During their exile, Kali drove Nala to abandon Damayanti, who later enacted a curse against everyone that had caused the downfall of her husband. She eventually returned home after a short time as a handmaiden to the Princess of Chedi. Nala, meanwhile, saved the naga Karkotaka from fire (where he was cursed to suffer by sage Narada). Intending to exorcise the devil within him, the serpent bit Nala, injecting him with deadly poisons that forever tortured Kali. The venom also changed Nala into an ugly dwarf named Bahuka. He later became the charioteer of the Ayodhya King Rituparna, who was a master mathematician and dice player.

Years later, King Rituparna revealed to Bahuka the supreme skill of controlling the dice in exchange for horsemanship lessons. This skill awakened Nala from Kali's control and allowed him (with the help of Damayanti's curse and Karkotaka's venom) to exorcise the asura (demon); vomiting him in the form of poison from his mouth. Nala forced Kali's trembling spirit into a Vibhitaka tree. He then counted the fruits of the tree and left in search of his wife and later regained his true form. Kali returned to his abode as well.

Kali was then later incarnated as king Duryodhana, eldest of the one hundred Kaurava brothers. His companion Dvapara became his uncle Shakuni. The day Duryodhana was born, he unleashed a donkey-like scream which the donkeys outside the home replied to. Despite the advice from Vidura to discard the evil baby, Duryodhana's father Dhritarashtra kept the child because of his blind love for his son and overlooked his responsibility as the King.

At the onset of Kali Yuga, once king Parikshit went hunting in the forest. Just then in the middle of the way, Kali appeared before him and asked permission to enter his kingdom, which the king denied. Upon insisting, Parikshit allowed him five places to reside: where there is gambling, alcohol consumption, prostitution, animal slaughter and illicitly acquired gold. Kali smartly entered into Parikshit's golden crown (which Bhima had claimed after killing Jarasandha and had kept in the palace, Parikshit was attracted to the beauty of the crown and started wearing it from then on) and spoiled his thoughts. Parikshit entered the hut of a sage named Shamika as he was thirsty. He found the sage in deep meditation. He bowed to him several times but there was no response. In anger, he took a dead snake and threw it around the sage's neck. Later when the sage's son, Shringin, heard of this incident he cursed the king to die of snake bite on the seventh day. On hearing this, the king forswore the throne for his son Janamejaya and spent his last seven days listening to the discourses of sage Shuka, compiled as the Bhagavata Purana under the banyan tree of Shukratal. As prophesied, the snake king Takshaka bit Parikshita, who left his mortal remains behind and attained Moksha.

==Puranic accounts==
The Kalki Purana describes him as a huge being, the color of soot, with a large tongue, and a terrible stench. From his birth, he carried an Upasthi (worship) bone. The Kalki Purana says that this asura (demon) chose gambling, liquor, prostitution, slaughter and illicitly obtained gold as his permanent abodes. The Sanskrit-English Dictionary states Kali is "of a class of mythic beings (related to the Gandharvas, and supposed by some to be fond of gambling)". The Bhagavata Purana describes Kali as wearing the garments of a king and portrays him as a brownish-skinned asura (demon) with a dog-like face, protruding fangs, pointed ears and long green bushy hair, wearing a red loin cloth and golden jewelry.

[Region pointing data]

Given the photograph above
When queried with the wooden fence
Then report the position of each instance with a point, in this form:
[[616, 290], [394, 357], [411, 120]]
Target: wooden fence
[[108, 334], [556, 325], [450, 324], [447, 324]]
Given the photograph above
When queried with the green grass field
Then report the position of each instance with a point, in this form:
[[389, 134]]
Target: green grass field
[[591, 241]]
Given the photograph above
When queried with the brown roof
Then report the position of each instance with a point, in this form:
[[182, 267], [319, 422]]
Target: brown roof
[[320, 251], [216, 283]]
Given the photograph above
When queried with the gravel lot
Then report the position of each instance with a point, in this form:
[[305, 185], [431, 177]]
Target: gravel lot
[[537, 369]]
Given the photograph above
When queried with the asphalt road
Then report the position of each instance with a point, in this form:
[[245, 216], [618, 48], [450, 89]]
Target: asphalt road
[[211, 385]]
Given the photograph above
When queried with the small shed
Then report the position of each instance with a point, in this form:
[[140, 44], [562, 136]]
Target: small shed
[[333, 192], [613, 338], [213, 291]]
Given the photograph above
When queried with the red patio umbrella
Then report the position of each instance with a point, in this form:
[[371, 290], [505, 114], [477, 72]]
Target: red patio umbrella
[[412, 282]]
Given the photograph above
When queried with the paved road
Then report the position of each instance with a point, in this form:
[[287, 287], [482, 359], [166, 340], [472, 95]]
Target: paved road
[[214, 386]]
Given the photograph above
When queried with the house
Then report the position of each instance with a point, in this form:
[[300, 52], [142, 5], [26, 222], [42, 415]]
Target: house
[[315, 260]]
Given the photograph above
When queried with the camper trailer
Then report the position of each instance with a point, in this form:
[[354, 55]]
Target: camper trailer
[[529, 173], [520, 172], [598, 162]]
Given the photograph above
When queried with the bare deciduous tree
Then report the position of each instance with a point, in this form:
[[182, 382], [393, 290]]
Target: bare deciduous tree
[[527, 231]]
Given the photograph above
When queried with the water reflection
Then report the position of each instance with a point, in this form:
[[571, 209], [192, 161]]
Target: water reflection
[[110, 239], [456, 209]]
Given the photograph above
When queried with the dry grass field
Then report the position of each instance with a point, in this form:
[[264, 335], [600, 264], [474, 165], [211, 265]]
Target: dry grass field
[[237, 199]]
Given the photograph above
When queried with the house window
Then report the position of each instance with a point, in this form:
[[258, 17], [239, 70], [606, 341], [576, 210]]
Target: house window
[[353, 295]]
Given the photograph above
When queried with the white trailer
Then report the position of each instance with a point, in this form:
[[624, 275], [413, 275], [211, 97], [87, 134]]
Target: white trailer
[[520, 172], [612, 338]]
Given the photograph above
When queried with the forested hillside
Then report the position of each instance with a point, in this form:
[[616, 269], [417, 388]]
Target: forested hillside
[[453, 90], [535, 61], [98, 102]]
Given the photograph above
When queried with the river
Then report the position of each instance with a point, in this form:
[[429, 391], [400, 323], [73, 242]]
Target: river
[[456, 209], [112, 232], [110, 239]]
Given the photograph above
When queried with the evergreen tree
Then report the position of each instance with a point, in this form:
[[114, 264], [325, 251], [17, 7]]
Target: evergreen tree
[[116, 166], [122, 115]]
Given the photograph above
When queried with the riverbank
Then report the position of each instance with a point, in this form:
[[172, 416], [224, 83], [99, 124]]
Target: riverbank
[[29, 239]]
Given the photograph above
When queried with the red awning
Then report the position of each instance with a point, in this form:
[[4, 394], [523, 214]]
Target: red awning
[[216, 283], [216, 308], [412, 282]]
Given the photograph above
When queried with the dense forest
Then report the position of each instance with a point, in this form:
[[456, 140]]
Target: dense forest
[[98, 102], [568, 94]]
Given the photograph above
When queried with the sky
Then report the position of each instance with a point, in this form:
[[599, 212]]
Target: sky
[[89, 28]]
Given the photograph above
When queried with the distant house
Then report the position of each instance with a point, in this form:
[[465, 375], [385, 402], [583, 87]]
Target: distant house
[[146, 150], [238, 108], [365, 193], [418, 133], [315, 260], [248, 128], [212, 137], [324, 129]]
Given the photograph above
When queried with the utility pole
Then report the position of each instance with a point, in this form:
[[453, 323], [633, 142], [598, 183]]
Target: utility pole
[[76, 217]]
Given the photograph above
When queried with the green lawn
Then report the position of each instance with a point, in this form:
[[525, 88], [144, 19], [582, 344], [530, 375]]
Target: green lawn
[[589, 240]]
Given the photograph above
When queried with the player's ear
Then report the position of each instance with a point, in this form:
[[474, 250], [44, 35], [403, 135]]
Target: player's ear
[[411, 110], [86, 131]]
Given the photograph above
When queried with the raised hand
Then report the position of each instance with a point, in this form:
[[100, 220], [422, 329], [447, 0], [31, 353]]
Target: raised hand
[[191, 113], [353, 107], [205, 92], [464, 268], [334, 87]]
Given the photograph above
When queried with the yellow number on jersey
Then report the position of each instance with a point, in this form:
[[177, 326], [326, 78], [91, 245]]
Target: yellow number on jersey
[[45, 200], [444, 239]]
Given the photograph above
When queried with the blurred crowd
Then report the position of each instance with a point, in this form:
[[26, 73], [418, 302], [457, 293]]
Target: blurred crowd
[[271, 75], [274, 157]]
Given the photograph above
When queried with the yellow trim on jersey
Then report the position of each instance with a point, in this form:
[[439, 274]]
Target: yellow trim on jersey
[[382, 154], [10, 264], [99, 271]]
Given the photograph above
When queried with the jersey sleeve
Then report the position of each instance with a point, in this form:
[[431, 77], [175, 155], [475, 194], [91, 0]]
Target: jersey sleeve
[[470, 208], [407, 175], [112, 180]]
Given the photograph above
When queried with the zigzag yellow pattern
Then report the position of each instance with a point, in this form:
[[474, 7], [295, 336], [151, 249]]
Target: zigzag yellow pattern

--- EXPLORE THE MATERIAL ---
1. In the text about Kali, what five places did Parikshit allow Kali to live in? Use the wording from the paragraph about Parikshit.
2. Pick up the text about Kali after its last sentence and keep writing.
The entries have nothing to do with what you're asked to do here.

--- TASK RESPONSES ---
1. Gambling, alcohol consumption, prostitution, animal slaughter and illicitly acquired gold.

2.
===Markandeya Purana===
According to Markandeya Purana, the Brahmin Pravara was given a magical ointment that allowed him to fly. But when he flew to the Himalayas, the ointment was washed away from the bottoms of his feet keeping him from returning home to his wife. During this time, the nymph Varuthini fell madly in love with him and begged the Brahmin to stay with her forever. But eventually, he rejected her. He prayed to Agni who returned him home safely.

The gandharva Kali was in love with ‘‘Varuthini’’ and had been rejected by her in the past. He saw how she hungered for the Brahmin, so he took on the appearance of Pravara and came before the courtesan. He led her into the bedchamber and told her to close her eyes during their sex [sambhoga]. As they made love, Varuthini noticed that his body became flaming hot and believed it was because his Brahmin spirit was infused with the sacrificial fire. After climax, Kali, still-as-Pravara, left the apsara and returned to his abode. Varuthini soon became pregnant and nine months later gave birth to a human child that not only looked like the Brahmin but possessed his soul as well. The authors of the book Science in Culture comment this was an example of the Sanskrit phrase "from his semen and from her thinking," meaning the child was indeed Pravara's child because she believed it was his.

In another version, Kali stipulates that he would only marry the apsara if she keeps her eyes closed while they are in the forest (presumably having sex). However, Kali leaves after their marriage and the birth of their son Svarocisa. Svarocisa grows up to become a very learned scholar of the Vedas and learns to speak the languages of all creatures from one of his three wives. He later marries a goddess and fathers Svarocisa Manu, one of the progenitors of mankind.

===Bhagavata Purana===

The Bhagavata Purana states the very day and moment avatar Krishna left this earth, Kali, "who promotes all kinds of irreligious activities", came into this world.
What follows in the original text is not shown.